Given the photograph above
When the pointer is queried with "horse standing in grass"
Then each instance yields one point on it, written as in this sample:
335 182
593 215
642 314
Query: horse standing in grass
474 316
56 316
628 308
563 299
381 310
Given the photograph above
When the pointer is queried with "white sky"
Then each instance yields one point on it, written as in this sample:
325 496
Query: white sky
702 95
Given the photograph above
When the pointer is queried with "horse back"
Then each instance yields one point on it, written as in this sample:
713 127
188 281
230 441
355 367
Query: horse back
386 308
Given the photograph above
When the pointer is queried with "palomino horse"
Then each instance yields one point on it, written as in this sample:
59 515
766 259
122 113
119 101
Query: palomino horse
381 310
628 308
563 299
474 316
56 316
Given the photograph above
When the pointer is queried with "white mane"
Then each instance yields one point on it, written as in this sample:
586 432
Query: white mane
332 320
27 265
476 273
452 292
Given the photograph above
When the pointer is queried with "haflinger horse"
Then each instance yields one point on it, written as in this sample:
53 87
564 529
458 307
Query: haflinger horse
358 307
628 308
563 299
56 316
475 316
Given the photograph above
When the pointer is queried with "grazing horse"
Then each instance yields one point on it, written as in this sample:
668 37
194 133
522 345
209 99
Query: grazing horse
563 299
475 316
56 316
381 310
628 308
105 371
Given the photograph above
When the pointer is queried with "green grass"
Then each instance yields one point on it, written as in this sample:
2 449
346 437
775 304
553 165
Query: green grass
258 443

○ ○ ○

* Do this:
Edit the items above so that each occurrence of "pointer" becomes "locator". Leave every other word and number as it is.

* Solution to this exercise:
Given the photograph above
When the locator is queried with "horse standing in grass"
Then each instance yields one point on it, written as in this sample:
335 182
593 215
642 314
Query: horse standing in grass
474 316
56 316
628 308
563 299
381 310
Given the photograph above
When the locator is queried with "white sky"
Then each instance yields one point on it, written as in this sample:
325 496
Query: white sky
702 95
Given the photograph above
When the locator is queried with "horse back"
Then each instance yields one point on it, written as in this sample:
713 127
188 281
230 441
355 367
Query: horse back
386 308
Given the photograph above
When the locator is queried with "palomino horse"
Then each instance yields one point on it, written as in this sample:
59 515
766 259
122 113
119 101
Query: palomino horse
381 310
628 308
563 299
474 316
56 316
Given the photograph above
When the locator is queried with "white mane"
Then each instance yields one point on it, written as in this sample:
586 432
Query: white mane
332 320
27 265
476 273
452 292
Given the photograph above
When the locator is queried with "haflinger horse"
Then each instance yields one point on it, written as in this sample:
53 87
564 529
458 307
Query: haflinger horse
358 307
628 308
563 299
56 316
475 316
Given the photograph above
When the locator is queried with "grazing horse"
Then each instance yields one point on it, written as in this sample:
668 37
194 133
522 345
209 99
Query: grazing horse
563 299
475 316
56 316
381 310
628 308
105 371
Given the photograph above
When the locator is queried with "green grass"
Then each instance yields one point on it, written as in this sample:
2 449
346 437
775 304
553 165
Query: green grass
258 443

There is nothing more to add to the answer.